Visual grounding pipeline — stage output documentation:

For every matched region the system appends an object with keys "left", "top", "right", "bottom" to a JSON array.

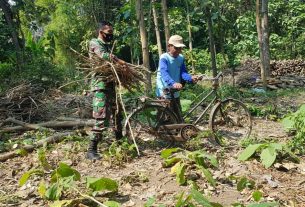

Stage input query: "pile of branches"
[
  {"left": 0, "top": 83, "right": 46, "bottom": 122},
  {"left": 75, "top": 50, "right": 149, "bottom": 92},
  {"left": 237, "top": 59, "right": 305, "bottom": 77}
]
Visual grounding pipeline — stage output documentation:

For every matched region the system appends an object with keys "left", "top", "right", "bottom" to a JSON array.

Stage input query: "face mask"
[{"left": 103, "top": 32, "right": 113, "bottom": 42}]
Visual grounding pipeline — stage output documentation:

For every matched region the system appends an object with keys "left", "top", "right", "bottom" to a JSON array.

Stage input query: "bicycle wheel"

* **WHAT THE TASK REQUIRES**
Please repeat the records above word for word, and do not include the pictures.

* **RESULT FOR THIS EXERCISE**
Visual grounding pipeline — stage output documentation:

For every matched region the system appends an object with keys "left", "top", "right", "bottom" to a JSON array.


Stage input query: "pile of branches"
[
  {"left": 0, "top": 83, "right": 46, "bottom": 122},
  {"left": 75, "top": 50, "right": 149, "bottom": 92},
  {"left": 237, "top": 59, "right": 305, "bottom": 77}
]
Visual grounding pipeline — stage output documentation:

For every matched region the system appends an object with keys "left", "top", "right", "bottom" to a JSON array.

Stage input query: "face mask"
[{"left": 103, "top": 32, "right": 113, "bottom": 42}]
Visual grounding pipeline — stage output documentation:

For every matched region the system appends an object with keys "left", "top", "right", "bottom" to a JSON array.

Stage input query: "bicycle wheel"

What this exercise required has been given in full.